▸ Set task
Scale the rows starting at the first one and ending at the line that contains "(1213, 757)", and write them out again with the requests included. Multiply every point coordinate by 1.1 and round it to a whole number, with halves going up.

▸ Records for the exercise

********

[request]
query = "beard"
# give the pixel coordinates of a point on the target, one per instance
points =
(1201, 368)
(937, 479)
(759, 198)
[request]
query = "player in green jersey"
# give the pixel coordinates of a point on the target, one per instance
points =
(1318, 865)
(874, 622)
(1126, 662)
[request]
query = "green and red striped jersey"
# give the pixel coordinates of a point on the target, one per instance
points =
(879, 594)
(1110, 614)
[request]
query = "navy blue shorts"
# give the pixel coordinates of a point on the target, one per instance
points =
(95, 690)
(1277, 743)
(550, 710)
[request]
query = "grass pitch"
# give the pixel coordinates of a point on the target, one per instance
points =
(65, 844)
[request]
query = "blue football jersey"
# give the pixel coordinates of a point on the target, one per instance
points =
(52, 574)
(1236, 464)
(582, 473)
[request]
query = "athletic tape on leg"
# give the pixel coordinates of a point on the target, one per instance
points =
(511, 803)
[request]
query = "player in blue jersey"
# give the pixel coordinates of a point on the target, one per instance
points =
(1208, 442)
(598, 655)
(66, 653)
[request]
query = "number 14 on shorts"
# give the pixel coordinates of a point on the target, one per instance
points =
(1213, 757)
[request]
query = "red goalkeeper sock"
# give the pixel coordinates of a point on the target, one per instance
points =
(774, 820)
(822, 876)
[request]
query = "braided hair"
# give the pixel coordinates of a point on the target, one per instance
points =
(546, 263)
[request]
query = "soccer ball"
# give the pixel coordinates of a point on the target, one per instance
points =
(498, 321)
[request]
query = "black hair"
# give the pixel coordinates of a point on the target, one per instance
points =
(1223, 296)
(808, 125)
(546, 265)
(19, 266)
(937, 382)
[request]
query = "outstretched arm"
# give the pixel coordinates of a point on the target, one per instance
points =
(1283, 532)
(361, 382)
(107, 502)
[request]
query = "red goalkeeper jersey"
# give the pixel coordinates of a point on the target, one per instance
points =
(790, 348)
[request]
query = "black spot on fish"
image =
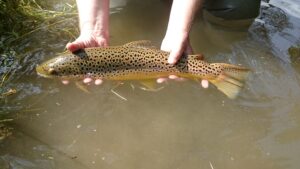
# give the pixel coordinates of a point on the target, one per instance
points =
(81, 53)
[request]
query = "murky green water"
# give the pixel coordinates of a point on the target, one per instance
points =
(181, 126)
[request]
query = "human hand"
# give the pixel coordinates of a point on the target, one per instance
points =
(86, 40)
(178, 47)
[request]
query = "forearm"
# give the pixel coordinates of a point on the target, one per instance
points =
(94, 17)
(181, 17)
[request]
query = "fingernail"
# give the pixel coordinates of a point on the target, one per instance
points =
(171, 60)
(87, 80)
(98, 82)
(160, 80)
(65, 82)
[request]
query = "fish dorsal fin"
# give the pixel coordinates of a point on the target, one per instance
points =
(141, 44)
(197, 56)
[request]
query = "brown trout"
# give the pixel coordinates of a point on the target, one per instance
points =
(139, 60)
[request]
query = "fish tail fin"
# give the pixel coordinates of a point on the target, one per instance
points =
(231, 80)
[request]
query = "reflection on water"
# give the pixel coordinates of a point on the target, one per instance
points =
(181, 126)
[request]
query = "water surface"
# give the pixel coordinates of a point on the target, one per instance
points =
(182, 125)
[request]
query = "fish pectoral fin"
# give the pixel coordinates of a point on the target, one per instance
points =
(82, 87)
(197, 56)
(141, 44)
(149, 85)
(230, 81)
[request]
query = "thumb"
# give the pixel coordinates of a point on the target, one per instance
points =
(175, 54)
(73, 46)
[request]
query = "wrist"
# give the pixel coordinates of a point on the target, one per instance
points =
(90, 28)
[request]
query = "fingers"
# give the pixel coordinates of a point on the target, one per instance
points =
(175, 54)
(86, 42)
(161, 80)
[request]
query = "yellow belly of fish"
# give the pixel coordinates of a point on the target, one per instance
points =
(143, 75)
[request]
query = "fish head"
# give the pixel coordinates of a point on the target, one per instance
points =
(61, 66)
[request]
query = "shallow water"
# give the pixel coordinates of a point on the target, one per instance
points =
(182, 125)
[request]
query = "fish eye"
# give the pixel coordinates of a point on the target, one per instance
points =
(52, 71)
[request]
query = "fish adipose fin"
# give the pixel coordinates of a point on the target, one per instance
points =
(141, 44)
(230, 81)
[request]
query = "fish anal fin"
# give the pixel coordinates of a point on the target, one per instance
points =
(231, 80)
(141, 44)
(150, 85)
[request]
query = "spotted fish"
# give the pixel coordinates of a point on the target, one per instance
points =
(139, 60)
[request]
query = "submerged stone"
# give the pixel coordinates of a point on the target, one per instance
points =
(294, 53)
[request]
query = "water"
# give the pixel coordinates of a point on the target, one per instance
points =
(181, 126)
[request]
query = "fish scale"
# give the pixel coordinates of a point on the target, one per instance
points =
(139, 60)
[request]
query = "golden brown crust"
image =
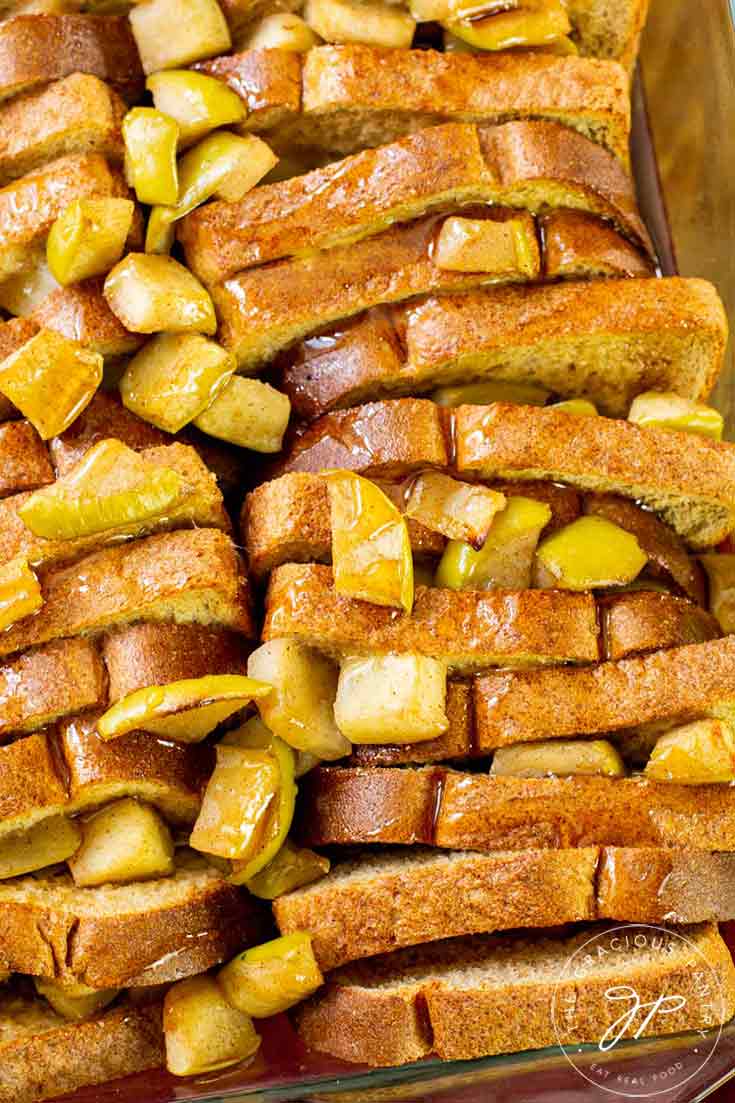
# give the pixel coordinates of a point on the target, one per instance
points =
(190, 576)
(674, 685)
(454, 163)
(606, 340)
(30, 205)
(400, 901)
(468, 629)
(24, 461)
(76, 115)
(153, 654)
(155, 932)
(67, 1056)
(42, 47)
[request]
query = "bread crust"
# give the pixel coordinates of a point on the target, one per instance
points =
(191, 576)
(602, 340)
(41, 47)
(468, 629)
(454, 163)
(68, 1056)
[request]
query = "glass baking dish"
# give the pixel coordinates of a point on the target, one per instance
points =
(684, 164)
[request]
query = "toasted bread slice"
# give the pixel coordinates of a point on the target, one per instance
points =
(77, 115)
(124, 935)
(41, 686)
(30, 205)
(432, 805)
(468, 629)
(203, 507)
(43, 1056)
(342, 98)
(81, 313)
(264, 310)
(38, 49)
(189, 577)
(389, 900)
(24, 462)
(606, 341)
(453, 998)
(531, 164)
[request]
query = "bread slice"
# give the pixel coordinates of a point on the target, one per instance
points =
(468, 629)
(531, 164)
(77, 115)
(43, 1056)
(202, 507)
(453, 998)
(342, 98)
(435, 806)
(606, 341)
(125, 935)
(189, 577)
(264, 310)
(24, 462)
(30, 205)
(40, 47)
(81, 313)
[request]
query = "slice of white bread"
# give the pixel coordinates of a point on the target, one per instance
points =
(455, 998)
(342, 98)
(264, 310)
(689, 480)
(435, 806)
(201, 507)
(35, 49)
(531, 164)
(193, 576)
(383, 901)
(602, 340)
(77, 115)
(43, 1056)
(125, 935)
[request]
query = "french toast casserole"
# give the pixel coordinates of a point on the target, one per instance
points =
(366, 557)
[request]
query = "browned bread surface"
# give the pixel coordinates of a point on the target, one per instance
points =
(44, 1056)
(525, 163)
(454, 998)
(124, 935)
(606, 341)
(40, 47)
(77, 115)
(468, 629)
(191, 576)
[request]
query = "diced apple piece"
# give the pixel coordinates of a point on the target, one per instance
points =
(124, 842)
(269, 978)
(589, 554)
(44, 844)
(560, 759)
(149, 293)
(663, 410)
(203, 1031)
(694, 755)
(183, 710)
(374, 24)
(247, 413)
(300, 706)
(392, 699)
(174, 377)
(171, 35)
(506, 559)
(458, 510)
(371, 550)
(51, 379)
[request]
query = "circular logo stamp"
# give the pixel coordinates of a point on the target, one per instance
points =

********

▸ Expected answer
[request]
query = "beard"
# give the pixel coordinates of a point on the target, one per instance
points =
(1321, 405)
(1031, 527)
(835, 218)
[request]
query = "player in green jersey"
# give the pixel coordinates of a point on the target, one per instance
points =
(1450, 952)
(961, 684)
(1239, 728)
[request]
query = "green and red striped jersey"
# give the pixel coordinates of a point on the target, one per instance
points =
(967, 653)
(1221, 675)
[request]
query = "navy blue shorts"
# give the pixel coordinates of a point on the target, one per instance
points =
(105, 759)
(1405, 817)
(605, 781)
[request]
query = "grass pitch"
# give the pixel coordinates of a point on the target, one per instance
points =
(72, 928)
[request]
query = "blue football jersey"
# give the pixel coordinates of a point on the target, one per instance
points =
(57, 631)
(1360, 510)
(640, 520)
[request]
query = "athletic tape on leg"
# give the pixel coordinates of a point on the target, one per instance
points =
(562, 883)
[request]
query = "player in blue jersey"
# give the pixel coordinates of a point on the target, one per instance
points =
(1329, 486)
(658, 721)
(73, 718)
[request]
query = "number 14 on shorts"
# give the pixel coordinates of a point on the target, one per instance
points =
(1334, 833)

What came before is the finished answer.